-------- Data to process --------

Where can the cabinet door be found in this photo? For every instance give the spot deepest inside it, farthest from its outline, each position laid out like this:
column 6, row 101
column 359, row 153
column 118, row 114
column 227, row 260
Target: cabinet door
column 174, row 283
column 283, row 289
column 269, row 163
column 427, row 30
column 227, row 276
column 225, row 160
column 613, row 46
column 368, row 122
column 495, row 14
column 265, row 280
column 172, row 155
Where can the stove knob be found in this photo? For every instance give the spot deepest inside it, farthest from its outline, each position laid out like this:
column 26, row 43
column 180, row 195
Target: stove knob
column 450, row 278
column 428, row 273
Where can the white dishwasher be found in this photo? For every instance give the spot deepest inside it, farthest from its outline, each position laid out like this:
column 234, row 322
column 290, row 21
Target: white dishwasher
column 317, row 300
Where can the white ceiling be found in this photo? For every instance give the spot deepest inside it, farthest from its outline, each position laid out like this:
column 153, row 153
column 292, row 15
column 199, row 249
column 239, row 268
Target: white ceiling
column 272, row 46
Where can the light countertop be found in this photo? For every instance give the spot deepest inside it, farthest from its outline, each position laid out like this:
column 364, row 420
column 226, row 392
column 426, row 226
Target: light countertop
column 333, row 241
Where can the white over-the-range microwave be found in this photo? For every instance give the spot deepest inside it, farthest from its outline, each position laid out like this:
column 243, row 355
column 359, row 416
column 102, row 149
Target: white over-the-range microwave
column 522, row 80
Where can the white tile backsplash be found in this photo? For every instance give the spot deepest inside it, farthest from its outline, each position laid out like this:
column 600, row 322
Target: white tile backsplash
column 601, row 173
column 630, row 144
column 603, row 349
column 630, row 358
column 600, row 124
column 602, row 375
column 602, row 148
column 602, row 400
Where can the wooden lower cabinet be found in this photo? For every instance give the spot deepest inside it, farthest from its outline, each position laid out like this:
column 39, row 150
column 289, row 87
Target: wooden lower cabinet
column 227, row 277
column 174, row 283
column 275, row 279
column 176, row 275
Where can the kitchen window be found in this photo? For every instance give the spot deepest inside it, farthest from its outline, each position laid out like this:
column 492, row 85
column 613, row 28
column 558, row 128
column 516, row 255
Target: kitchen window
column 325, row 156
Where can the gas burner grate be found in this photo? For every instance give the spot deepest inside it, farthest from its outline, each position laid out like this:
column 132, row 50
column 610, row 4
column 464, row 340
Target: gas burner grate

--------

Retype every one of the records above word for word, with no changes.

Where can the cabinet door be found in this photo? For every instance give the spot deepest inside it, farthest from its outline, each position laid out like this:
column 6, row 101
column 359, row 153
column 118, row 114
column 227, row 260
Target: cabinet door
column 174, row 283
column 283, row 289
column 269, row 163
column 427, row 30
column 227, row 276
column 225, row 160
column 613, row 46
column 368, row 122
column 495, row 14
column 265, row 280
column 172, row 155
Where can the stove knob be found in this photo? For every instance give the spot deepest inside it, farthest from its outline, each position laid out like this:
column 26, row 43
column 180, row 195
Target: stove knob
column 450, row 278
column 428, row 273
Where can the white dishwasher be found in this photo? For every instance give the spot deepest inside it, farthest from its outline, each position laid out like this:
column 234, row 322
column 290, row 21
Target: white dishwasher
column 317, row 300
Where can the white ceiling be found in this photo? For every instance give the spot deepest inside it, farthest from its outline, each position laid out like this:
column 153, row 153
column 292, row 15
column 199, row 249
column 239, row 268
Target: white ceiling
column 272, row 46
Where can the light countertop be found in this photo? For every instance give the spot deepest inside it, farthest from its outline, each position laid out like this:
column 364, row 420
column 226, row 392
column 426, row 226
Target: light countertop
column 333, row 241
Where can the white over-the-range microwave be found in this photo? For every instance give the spot deepest inside it, farthest from its outline, each position laid out like this:
column 243, row 355
column 359, row 416
column 102, row 149
Target: white over-the-range microwave
column 522, row 80
Where can the white tile backsplash be found in this photo? For every instance give the spot deepest inside it, farthest from its outline, each position laid out like this:
column 600, row 322
Target: white tile backsplash
column 601, row 173
column 630, row 144
column 603, row 349
column 630, row 358
column 600, row 124
column 602, row 375
column 602, row 148
column 602, row 400
Where can the wooden lower cabinet be found in this photo? For every instance give the spot deepest inside it, farthest from its outline, each position laid out like this:
column 39, row 150
column 289, row 87
Target: wooden lower cabinet
column 227, row 277
column 174, row 283
column 275, row 279
column 176, row 275
Where can the kitchen window be found in this photo? For every instance give the spot deepest inside it, farthest from its outline, each position laid out like this:
column 492, row 85
column 613, row 28
column 558, row 128
column 516, row 255
Target: kitchen window
column 325, row 156
Where can the gas burner grate be found in this photo? For every instance give the spot deepest inside it, farthest from its outline, each position laid out like this:
column 132, row 50
column 610, row 4
column 464, row 340
Target: gas burner grate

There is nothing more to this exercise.